■ YOUR TASKS
A: Reproduce the passage on SBA disaster loans from "In February 2024, the" to "and try again.", swapping each "borrowers" for "applicants".
B: According to the passage on SBA disaster loans, in what month and year did the SBA expand eligibility for its Hardship Accommodation Plan?
C: Translate this sentence from the passage on SBA disaster loans into Spanish: "You do not have to bring the loan current to enroll in HAP."

■ SELECTED EXTRACT
-------

Recipients did not have to be approved for an EIDL loan to receive the Advance grant. Those that were receiving a loan had the amount of the Advance deducted from their total loan eligibility.

To summarize: If you received an Economic Injury Disaster Loan, you are required to pay it back in full. However, if you received your loan during the period when either of the Advance funds were offered and you were approved for an Advance, that portion did not have to be repaid. Those Advance grants were distributed several years ago.

Recommended: What Does a Personal Guarantee Mean?

Hardship Plan for Covid-19 Loans

Some businesses are still struggling to repay their COVID-19 loans from the SBA. While they hoped their businesses would be back on a sure footing, inflation or other issues have caused revenue shortfalls.

In February 2024, the SBA expanded the eligibility for its Hardship Accommodation Plan (HAP) for borrowers who were struggling with loan payments. This includes borrowers who are not current on the loan, are already in default but are not in Treasury Cross-Servicing, and those that have previously participated in HAP.

•  If you previously applied to HAP and were turned down, you should take advantage of the plan’s recent expansions and try again.

•  You do not have to bring the loan current to enroll in HAP.

•  If you do not make HAP payments, your loan will re-enter default and resume the path to Treasury referral.

•  To discuss your HAP eligibility, contact SBA’s COVID-19 EIDL Assistance by phone or email.

EIDL Loan Terms

The COVID-19 loans might not be available any longer, but the EIDL program is worth considering if your business qualifies due to a natural disaster.

Businesses of all sizes located in declared disaster areas can get help. Also, private nonprofit organizations, homeowners, and renters are affected by declared disasters, including civil unrest and natural disasters such as hurricanes, flooding, and wildfires.

-------

■ COLLECTED DATA

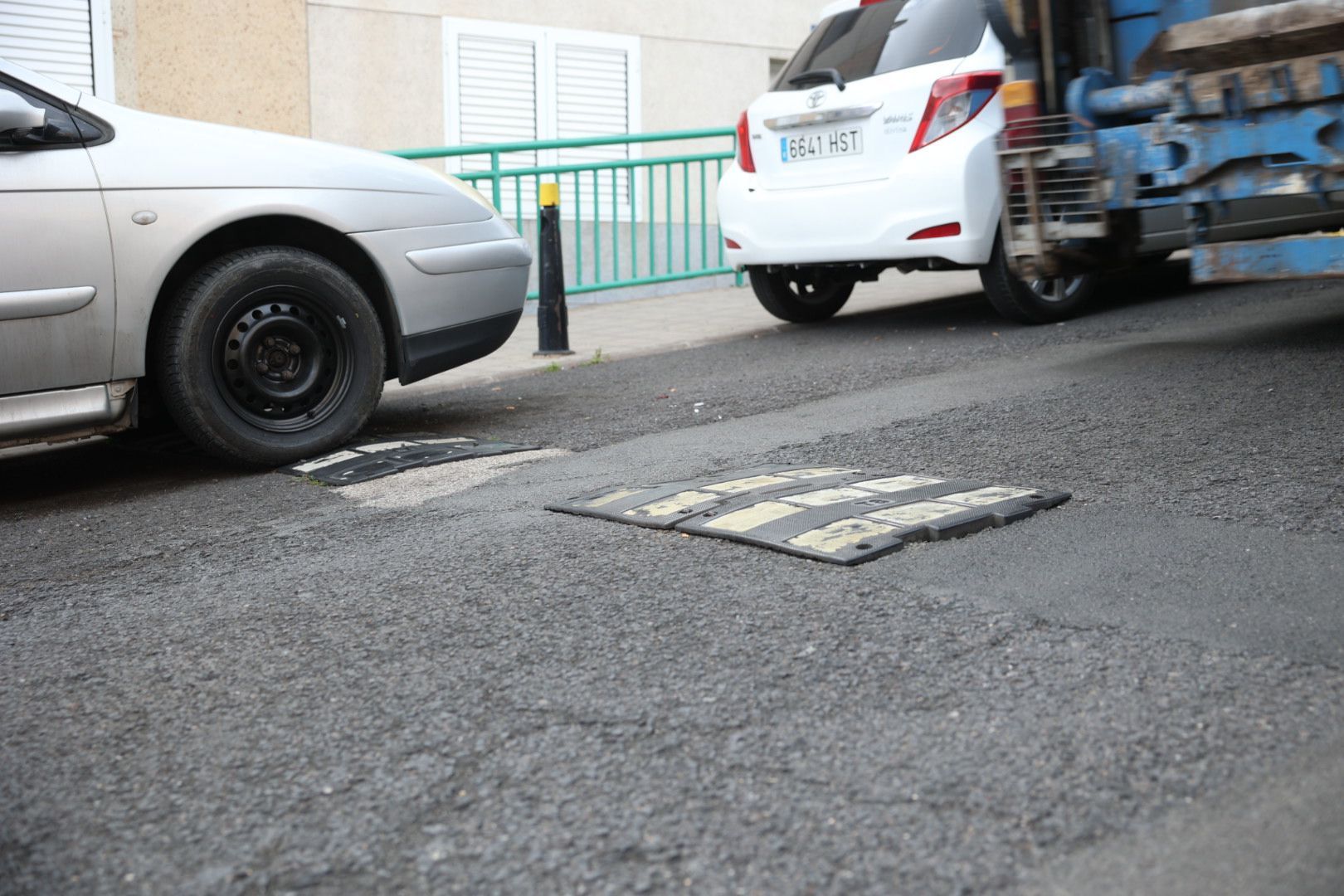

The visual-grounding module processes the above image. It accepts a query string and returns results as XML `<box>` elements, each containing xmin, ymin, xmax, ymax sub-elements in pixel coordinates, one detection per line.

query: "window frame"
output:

-------

■ TASK-BY-TASK RESULTS
A:
In February 2024, the SBA expanded the eligibility for its Hardship Accommodation Plan (HAP) for applicants who were struggling with loan payments. This includes applicants who are not current on the loan, are already in default but are not in Treasury Cross-Servicing, and those that have previously participated in HAP.

•  If you previously applied to HAP and were turned down, you should take advantage of the plan’s recent expansions and try again.

B: February 2024

C: No es necesario poner el préstamo al día para inscribirse en el HAP.